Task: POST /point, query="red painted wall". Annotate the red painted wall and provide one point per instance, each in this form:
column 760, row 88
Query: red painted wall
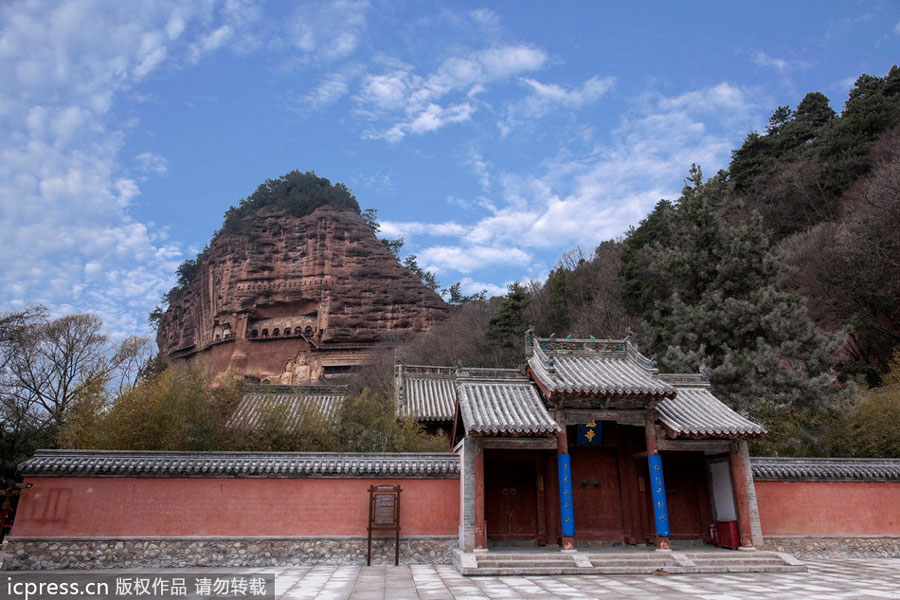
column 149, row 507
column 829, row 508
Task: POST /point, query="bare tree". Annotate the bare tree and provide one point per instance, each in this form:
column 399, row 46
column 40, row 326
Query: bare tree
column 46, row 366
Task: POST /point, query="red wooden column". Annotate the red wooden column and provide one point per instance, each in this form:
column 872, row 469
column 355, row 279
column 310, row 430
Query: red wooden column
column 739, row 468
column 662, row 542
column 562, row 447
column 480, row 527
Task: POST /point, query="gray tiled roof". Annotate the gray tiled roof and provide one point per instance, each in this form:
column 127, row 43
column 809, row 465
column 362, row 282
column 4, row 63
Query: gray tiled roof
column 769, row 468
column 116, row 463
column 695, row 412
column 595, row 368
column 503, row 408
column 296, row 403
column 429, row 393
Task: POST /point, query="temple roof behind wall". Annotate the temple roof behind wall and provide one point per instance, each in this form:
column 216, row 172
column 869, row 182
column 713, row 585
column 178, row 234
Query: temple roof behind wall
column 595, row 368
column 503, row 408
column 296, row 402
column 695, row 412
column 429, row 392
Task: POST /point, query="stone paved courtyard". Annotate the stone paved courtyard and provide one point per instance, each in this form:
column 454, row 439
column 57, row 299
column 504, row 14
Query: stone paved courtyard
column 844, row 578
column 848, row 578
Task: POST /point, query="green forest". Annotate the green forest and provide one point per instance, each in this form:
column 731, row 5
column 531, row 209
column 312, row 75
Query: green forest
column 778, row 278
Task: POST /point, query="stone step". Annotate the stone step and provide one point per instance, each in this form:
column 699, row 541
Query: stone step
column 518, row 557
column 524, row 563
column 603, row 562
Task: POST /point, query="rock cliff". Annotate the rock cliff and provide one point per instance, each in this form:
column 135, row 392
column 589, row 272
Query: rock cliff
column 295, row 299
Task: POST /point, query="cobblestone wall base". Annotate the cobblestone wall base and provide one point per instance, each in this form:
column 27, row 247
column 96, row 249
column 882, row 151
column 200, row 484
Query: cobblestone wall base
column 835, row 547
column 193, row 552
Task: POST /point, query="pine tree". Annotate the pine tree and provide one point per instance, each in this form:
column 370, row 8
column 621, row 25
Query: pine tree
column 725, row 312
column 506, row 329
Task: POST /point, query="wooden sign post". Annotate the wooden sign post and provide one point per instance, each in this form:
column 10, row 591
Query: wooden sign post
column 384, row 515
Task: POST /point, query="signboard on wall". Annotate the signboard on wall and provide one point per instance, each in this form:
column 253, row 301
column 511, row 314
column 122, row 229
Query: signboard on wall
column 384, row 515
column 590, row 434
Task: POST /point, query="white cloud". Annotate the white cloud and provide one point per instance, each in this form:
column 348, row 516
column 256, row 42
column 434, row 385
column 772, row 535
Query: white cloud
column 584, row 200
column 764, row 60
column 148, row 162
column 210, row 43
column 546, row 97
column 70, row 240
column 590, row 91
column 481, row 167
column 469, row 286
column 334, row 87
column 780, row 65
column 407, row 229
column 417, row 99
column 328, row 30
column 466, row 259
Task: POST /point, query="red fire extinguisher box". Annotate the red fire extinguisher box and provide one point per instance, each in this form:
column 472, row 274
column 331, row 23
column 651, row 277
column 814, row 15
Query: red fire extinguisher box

= = =

• _WORK TASK_
Leave the pictures out and output the rest of the data word for word.

• _ANSWER BOX_
Task: POST /point, query="red painted wall". Annotate the red painted wall and provide one point per instance, each in this form:
column 760, row 88
Query: red painted wall
column 149, row 507
column 829, row 508
Task: POST /point, query="bare tree". Annotate the bare tree and provide one point per instance, each in this form:
column 399, row 46
column 40, row 326
Query: bare tree
column 46, row 366
Task: POST /point, query="red wooden column". Annotate the red wooden column and provide one point per instance, each in this form:
column 872, row 469
column 355, row 279
column 310, row 430
Query: red wooden column
column 739, row 468
column 662, row 542
column 562, row 447
column 480, row 527
Task: POST /point, query="gray tiled roof". Annotate the gray tiled roof and provide one point per instance, each in this form:
column 127, row 43
column 809, row 465
column 362, row 282
column 4, row 63
Query: gray tiled roof
column 769, row 468
column 116, row 463
column 695, row 412
column 595, row 368
column 503, row 408
column 296, row 403
column 429, row 393
Task: POST /point, query="temple roof behind wall". Annotate the temple roof behind wall and provide one point per instance, each in this form:
column 216, row 172
column 869, row 182
column 713, row 585
column 178, row 234
Query: temple roof behind wall
column 595, row 368
column 503, row 408
column 296, row 402
column 695, row 412
column 429, row 392
Task: POST /point, query="stone paved courtyard". Annotate the stone paved courtyard and provide one point per instance, each in this form:
column 454, row 439
column 57, row 299
column 504, row 14
Query: stone paved courtyard
column 844, row 578
column 848, row 578
Task: POST /point, query="green forest". Annotate the green forest and provide one point per instance, each in this form:
column 731, row 5
column 531, row 209
column 312, row 75
Query: green forest
column 778, row 278
Task: POST /point, query="stone step". Annotate the stone step and provide one point per instance, each in this form:
column 699, row 541
Query: stone step
column 518, row 557
column 524, row 563
column 603, row 562
Task: POST /point, query="rock cliff". Annotate the rock cliff and provide one point per instance, each in this form:
column 135, row 392
column 589, row 272
Query: rock cliff
column 295, row 299
Task: POST /point, query="cobblestone wall base". Annotate the cobblestone wall base and provide one point per instance, each in this form:
column 27, row 247
column 96, row 249
column 882, row 151
column 200, row 484
Query: cobblestone wall base
column 835, row 547
column 193, row 552
Task: POST /point, query="pine tree". Annotate the pine tree and provide one point per instance, each in this form:
column 370, row 8
column 621, row 25
Query: pine tree
column 725, row 312
column 506, row 329
Task: POST /point, query="wooden sign post". Annotate the wooden sign post and provide one point per instance, each in this form:
column 10, row 591
Query: wooden sign post
column 384, row 515
Task: POST /point, query="signboard on wall". Annotate the signboard on wall and provide one point per instance, each in this form:
column 253, row 301
column 511, row 314
column 122, row 229
Query: signboard on wall
column 384, row 515
column 590, row 434
Task: POST /point, query="white cloud". Annotate the white cloud and provide one point per instance, each in this form:
column 348, row 516
column 256, row 42
column 434, row 385
column 772, row 535
Query: white cloud
column 584, row 200
column 764, row 60
column 148, row 162
column 210, row 43
column 546, row 97
column 70, row 240
column 590, row 91
column 481, row 167
column 469, row 286
column 334, row 87
column 780, row 65
column 407, row 229
column 417, row 99
column 328, row 30
column 466, row 259
Task: POST /point, query="red fire extinguisher box". Annotate the red fire extinguisher box and provide one point per instance, each in this form:
column 472, row 274
column 331, row 23
column 651, row 277
column 814, row 15
Query: red fire extinguisher box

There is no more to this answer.